▶ _WHAT THE EXERCISE ASKS_:
Of all the lines below, output only those starting at the one with "positive clicks: (559, 496)" and ending at the one with "rough mask: <svg", both ends included, exactly as written.

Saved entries

=== Begin Enclosure ===

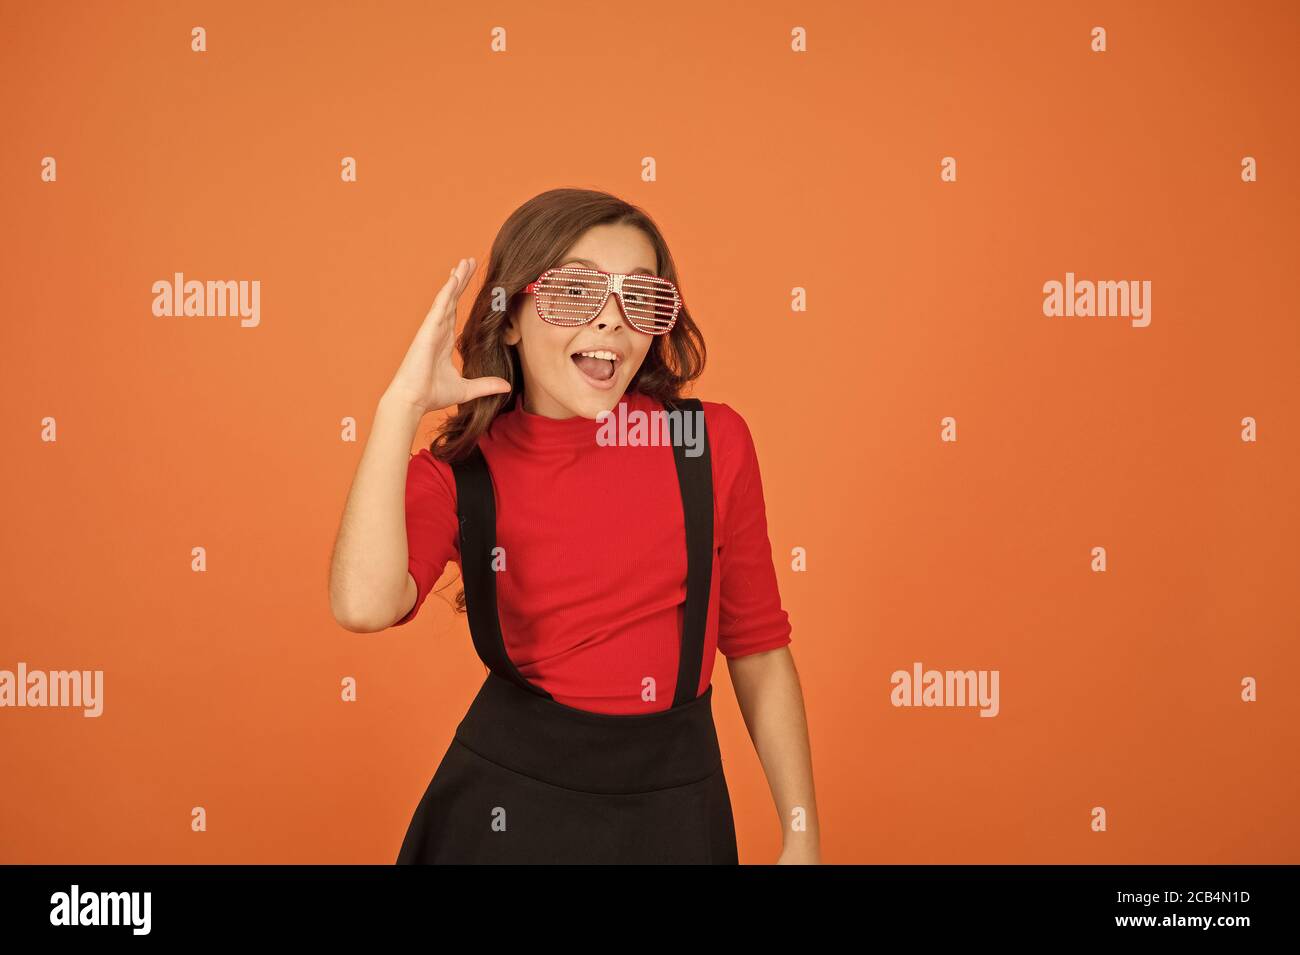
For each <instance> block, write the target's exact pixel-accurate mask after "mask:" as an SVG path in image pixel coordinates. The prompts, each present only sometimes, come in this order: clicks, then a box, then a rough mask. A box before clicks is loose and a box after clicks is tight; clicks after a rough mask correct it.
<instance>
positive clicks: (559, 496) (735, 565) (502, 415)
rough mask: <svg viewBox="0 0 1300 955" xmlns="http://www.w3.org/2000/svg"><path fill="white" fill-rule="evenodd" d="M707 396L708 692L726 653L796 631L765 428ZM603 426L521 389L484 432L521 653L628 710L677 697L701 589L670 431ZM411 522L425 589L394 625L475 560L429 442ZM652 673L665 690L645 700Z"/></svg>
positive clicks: (586, 699)
mask: <svg viewBox="0 0 1300 955" xmlns="http://www.w3.org/2000/svg"><path fill="white" fill-rule="evenodd" d="M620 403H623V404H625V405H627V408H625V411H627V412H632V411H647V412H649V411H663V405H662V404H660V403H659V401H656V400H655V399H653V398H649V396H646V395H643V394H641V392H638V391H628V392H627V394H625V395H624V396H623V399H621V400H620ZM702 407H703V412H705V422H706V427H707V431H708V444H710V452H711V460H712V472H714V569H712V586H711V592H710V604H708V628H707V630H706V634H705V660H703V664H702V668H701V676H699V689H698V693H703V690H705V689H707V687H708V683H710V680H711V677H712V669H714V660H715V656H716V651H722V654H723V655H724V656H728V657H737V656H745V655H748V654H757V652H761V651H764V650H775V648H777V647H783V646H785V644H787V643H789V642H790V624H789V616H788V615H787V612H785V611H784V609H783V607H781V598H780V592H779V591H777V583H776V569H775V567H774V564H772V550H771V544H770V542H768V538H767V515H766V511H764V504H763V486H762V481H761V478H759V468H758V456H757V453H755V451H754V440H753V438H751V435H750V433H749V427H748V425H746V424H745V420H744V418H742V417H741V416H740V414H738V413H736V411H733V409H732V408H731V407H729V405H727V404H723V403H719V401H702ZM615 413H616V414H617V413H619V408H615ZM599 426H601V425H599V422H597V421H594V420H593V418H584V417H571V418H549V417H543V416H541V414H533V413H530V412H528V411H524V409H523V408H521V407H520V404H519V399H517V398H516V400H515V404H513V405H512V407H511V408H510V409H508V411H504V412H502V413H500V414H498V416H497V418H495V420H494V421H493V422H491V426H490V427H489V430H487V431H486V433H485V434H484V435H482V437H480V439H478V447H480V448H481V450H482V452H484V457H485V459H486V460H487V466H489V469H490V470H491V476H493V486H494V489H495V495H497V544H498V546H499V547H503V548H504V555H506V567H504V572H500V573H498V577H497V602H498V615H499V617H500V629H502V635H503V638H504V641H506V652H507V654H508V655H510V659H511V660H512V661H513V664H515V667H517V668H519V670H520V672H521V673H523V676H524V677H526V678H528V680H529V681H530V682H532V683H536V685H537V686H541V687H542V689H545V690H546V691H547V693H550V694H551V696H552V698H554V699H555V700H556V702H558V703H563V704H565V706H569V707H576V708H578V709H589V711H593V712H602V713H617V715H632V713H645V712H651V711H656V709H667V708H668V707H671V706H672V691H673V687H675V686H676V681H677V654H679V644H680V638H681V637H680V635H681V618H682V607H684V602H685V599H686V535H685V529H684V526H682V520H681V491H680V487H679V485H677V470H676V463H675V460H673V455H672V447H669V446H667V444H662V443H660V444H632V443H623V444H617V446H612V447H610V446H602V444H599V443H598V442H597V430H598V429H599ZM688 437H689V435H688ZM406 528H407V552H408V557H409V561H408V563H409V570H411V576H412V577H413V578H415V582H416V585H417V589H419V595H417V596H416V602H415V605H413V607H412V608H411V611H409V612H408V613H407V615H406V616H404V617H402V620H399V621H396V622H395V624H394V626H400V625H403V624H407V622H409V621H411V620H412V618H413V617H415V616H416V613H417V612H419V609H420V605H421V604H422V603H424V600H425V598H426V596H428V595H429V591H430V590H432V587H433V586H434V583H437V581H438V579H439V577H441V576H442V573H443V570H445V569H446V565H447V563H448V561H451V560H455V561H456V563H458V564H459V563H460V542H459V534H458V530H459V520H458V516H456V481H455V477H454V474H452V472H451V466H450V465H448V464H446V463H443V461H439V460H438V459H435V457H434V456H433V455H432V453H430V452H429V450H428V448H421V450H420V451H419V452H416V453H415V455H412V456H411V461H409V464H408V468H407V485H406ZM456 586H458V585H452V586H451V587H448V590H450V591H451V592H452V594H454V592H455V590H454V589H452V587H456ZM646 677H651V678H653V680H654V686H655V693H654V695H655V699H653V700H646V699H642V696H643V695H647V694H645V693H643V687H645V681H646Z"/></svg>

=== End Enclosure ===

▶ _WRITTEN SOLUTION_:
positive clicks: (559, 496) (735, 565) (502, 415)
rough mask: <svg viewBox="0 0 1300 955" xmlns="http://www.w3.org/2000/svg"><path fill="white" fill-rule="evenodd" d="M707 396L708 692L726 653L796 631L765 428ZM603 426L521 389L484 432L521 653L628 710L677 697L701 589L670 431ZM411 522L425 589L394 625L475 560L429 442ZM652 673L665 690L645 700Z"/></svg>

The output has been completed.